OBJECTIVE ->
Please count the lines below that contain the string "green" and reply with the number only.

RAW DATA ->
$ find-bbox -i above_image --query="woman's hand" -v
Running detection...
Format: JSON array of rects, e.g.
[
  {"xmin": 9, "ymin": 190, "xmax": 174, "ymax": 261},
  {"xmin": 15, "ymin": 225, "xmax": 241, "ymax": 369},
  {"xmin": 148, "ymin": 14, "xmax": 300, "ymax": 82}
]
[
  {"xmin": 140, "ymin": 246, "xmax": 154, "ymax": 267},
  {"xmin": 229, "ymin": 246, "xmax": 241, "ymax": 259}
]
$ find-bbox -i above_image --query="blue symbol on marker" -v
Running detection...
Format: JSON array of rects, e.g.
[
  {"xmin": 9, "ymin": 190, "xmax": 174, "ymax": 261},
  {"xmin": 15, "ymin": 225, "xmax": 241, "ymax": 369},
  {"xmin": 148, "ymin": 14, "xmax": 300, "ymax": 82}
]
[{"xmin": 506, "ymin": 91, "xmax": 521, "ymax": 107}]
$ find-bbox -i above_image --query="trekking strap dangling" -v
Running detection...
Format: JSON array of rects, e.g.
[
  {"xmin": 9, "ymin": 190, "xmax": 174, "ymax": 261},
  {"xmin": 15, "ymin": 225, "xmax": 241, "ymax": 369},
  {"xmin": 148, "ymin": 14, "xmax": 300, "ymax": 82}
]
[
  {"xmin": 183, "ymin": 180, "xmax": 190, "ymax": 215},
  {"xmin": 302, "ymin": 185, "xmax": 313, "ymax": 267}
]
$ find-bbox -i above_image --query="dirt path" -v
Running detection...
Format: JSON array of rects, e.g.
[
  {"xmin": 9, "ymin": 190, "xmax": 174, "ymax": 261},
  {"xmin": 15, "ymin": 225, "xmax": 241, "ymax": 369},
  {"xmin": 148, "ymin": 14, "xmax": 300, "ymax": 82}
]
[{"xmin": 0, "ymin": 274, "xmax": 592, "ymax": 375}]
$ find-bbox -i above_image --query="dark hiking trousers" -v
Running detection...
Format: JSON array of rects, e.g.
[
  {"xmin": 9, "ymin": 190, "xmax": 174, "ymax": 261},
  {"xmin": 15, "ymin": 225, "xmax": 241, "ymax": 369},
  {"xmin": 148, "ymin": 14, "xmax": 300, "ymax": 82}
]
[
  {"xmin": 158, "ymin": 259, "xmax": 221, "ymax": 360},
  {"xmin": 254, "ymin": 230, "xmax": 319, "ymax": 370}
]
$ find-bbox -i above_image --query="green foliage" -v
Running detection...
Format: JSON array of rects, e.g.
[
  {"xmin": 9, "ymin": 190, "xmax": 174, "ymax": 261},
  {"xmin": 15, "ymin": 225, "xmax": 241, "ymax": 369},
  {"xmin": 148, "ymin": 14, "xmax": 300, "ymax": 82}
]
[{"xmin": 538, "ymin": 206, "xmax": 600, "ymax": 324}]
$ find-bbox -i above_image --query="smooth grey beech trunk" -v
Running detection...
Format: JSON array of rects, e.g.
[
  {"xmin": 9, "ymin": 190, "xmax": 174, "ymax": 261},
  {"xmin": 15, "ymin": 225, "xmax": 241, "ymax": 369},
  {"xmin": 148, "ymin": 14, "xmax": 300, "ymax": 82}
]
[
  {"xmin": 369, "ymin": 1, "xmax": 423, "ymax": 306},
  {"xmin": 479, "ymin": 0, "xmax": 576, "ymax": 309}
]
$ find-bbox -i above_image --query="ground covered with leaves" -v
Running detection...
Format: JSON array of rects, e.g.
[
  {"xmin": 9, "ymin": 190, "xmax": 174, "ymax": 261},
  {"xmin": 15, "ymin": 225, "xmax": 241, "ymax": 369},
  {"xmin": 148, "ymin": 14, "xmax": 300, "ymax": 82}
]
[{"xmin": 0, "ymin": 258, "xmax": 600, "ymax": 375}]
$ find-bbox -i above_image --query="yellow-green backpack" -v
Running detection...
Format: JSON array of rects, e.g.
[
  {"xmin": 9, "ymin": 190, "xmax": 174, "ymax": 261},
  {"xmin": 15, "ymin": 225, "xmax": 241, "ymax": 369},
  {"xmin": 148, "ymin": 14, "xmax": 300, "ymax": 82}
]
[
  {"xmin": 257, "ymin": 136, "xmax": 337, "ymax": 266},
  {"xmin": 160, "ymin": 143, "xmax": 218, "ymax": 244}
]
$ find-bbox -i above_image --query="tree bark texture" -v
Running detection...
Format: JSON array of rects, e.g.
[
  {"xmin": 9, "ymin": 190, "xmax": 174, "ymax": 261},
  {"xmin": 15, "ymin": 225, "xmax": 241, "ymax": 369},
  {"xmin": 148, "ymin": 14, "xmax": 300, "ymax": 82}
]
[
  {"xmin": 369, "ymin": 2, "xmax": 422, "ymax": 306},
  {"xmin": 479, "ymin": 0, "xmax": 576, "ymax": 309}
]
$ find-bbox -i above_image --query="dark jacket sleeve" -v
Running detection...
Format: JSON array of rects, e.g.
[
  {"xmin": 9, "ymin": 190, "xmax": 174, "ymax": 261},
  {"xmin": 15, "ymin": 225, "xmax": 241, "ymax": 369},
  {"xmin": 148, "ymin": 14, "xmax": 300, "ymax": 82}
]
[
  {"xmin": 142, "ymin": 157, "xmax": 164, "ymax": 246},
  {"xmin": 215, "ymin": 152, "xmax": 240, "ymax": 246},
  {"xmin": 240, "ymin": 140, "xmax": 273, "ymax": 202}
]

SOLUTION TO THE EXERCISE ->
2